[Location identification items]
========================
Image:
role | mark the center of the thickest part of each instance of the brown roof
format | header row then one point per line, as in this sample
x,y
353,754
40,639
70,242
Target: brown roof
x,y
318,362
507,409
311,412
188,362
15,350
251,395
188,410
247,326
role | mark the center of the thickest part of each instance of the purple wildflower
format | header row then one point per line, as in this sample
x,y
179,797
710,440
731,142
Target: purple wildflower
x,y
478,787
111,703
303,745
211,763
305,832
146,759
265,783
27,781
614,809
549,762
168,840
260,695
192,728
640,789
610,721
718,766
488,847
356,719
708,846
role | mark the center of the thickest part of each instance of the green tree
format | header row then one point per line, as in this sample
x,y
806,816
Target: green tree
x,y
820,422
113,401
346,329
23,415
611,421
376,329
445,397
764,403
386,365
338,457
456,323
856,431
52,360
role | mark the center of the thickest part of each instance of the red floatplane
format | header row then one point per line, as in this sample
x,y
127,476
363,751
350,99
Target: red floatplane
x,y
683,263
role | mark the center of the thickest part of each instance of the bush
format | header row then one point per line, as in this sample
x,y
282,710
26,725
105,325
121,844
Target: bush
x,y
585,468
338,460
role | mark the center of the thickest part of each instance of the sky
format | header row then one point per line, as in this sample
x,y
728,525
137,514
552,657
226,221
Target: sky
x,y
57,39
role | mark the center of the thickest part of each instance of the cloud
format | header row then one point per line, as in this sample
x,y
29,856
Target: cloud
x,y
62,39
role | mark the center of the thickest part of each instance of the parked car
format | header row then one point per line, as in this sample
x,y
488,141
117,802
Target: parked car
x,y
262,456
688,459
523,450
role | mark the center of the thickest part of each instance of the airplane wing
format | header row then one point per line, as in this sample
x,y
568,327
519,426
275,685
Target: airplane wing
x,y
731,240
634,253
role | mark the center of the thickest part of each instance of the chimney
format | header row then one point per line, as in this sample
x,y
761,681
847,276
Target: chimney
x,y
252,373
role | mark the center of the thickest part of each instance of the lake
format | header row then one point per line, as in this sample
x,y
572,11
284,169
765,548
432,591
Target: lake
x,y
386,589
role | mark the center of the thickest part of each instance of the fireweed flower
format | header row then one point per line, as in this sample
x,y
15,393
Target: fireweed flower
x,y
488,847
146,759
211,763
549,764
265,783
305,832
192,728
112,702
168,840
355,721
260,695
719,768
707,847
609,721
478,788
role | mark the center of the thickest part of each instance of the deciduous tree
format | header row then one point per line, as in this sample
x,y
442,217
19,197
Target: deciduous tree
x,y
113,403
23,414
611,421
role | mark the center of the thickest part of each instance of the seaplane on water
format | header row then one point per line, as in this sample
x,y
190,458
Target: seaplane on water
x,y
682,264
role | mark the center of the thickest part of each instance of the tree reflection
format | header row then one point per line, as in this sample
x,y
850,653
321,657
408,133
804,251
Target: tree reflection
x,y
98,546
========================
** TASK DETAILS **
Replace "thickest part" with "widest part" in everything from the line containing "of the lake" down to the end of the records. Write those lines out again with nothing else changed.

** ANSWER TO THIS EXERCISE **
role | mark the center of the widest part of each instance of the lake
format | header row then one point per line, as in this sample
x,y
572,11
284,169
765,548
432,591
Target: lake
x,y
386,589
role | mark the center of the widest part of each instance of the fireweed flower
format | header row then one point per line, as in this sample
x,y
15,393
Target: fireweed flower
x,y
488,847
146,759
211,763
549,764
265,783
305,832
192,728
112,702
168,840
355,721
260,695
719,768
707,847
609,721
478,788
role | mark the center of the widest part of each instance of the deciduous tree
format | header row then one point per line, as in this sample
x,y
442,217
19,197
Target: deciduous tree
x,y
113,403
23,414
611,421
role | mark the center of the widest part of each instance of the seaplane on water
format | header row then one point per line, as in this sample
x,y
190,458
Target: seaplane on water
x,y
682,264
role | mark the center of the widest part of each instance of the tree reflection
format | header row then one point per line, as in this sample
x,y
850,653
321,657
408,133
804,251
Target: tree reflection
x,y
98,546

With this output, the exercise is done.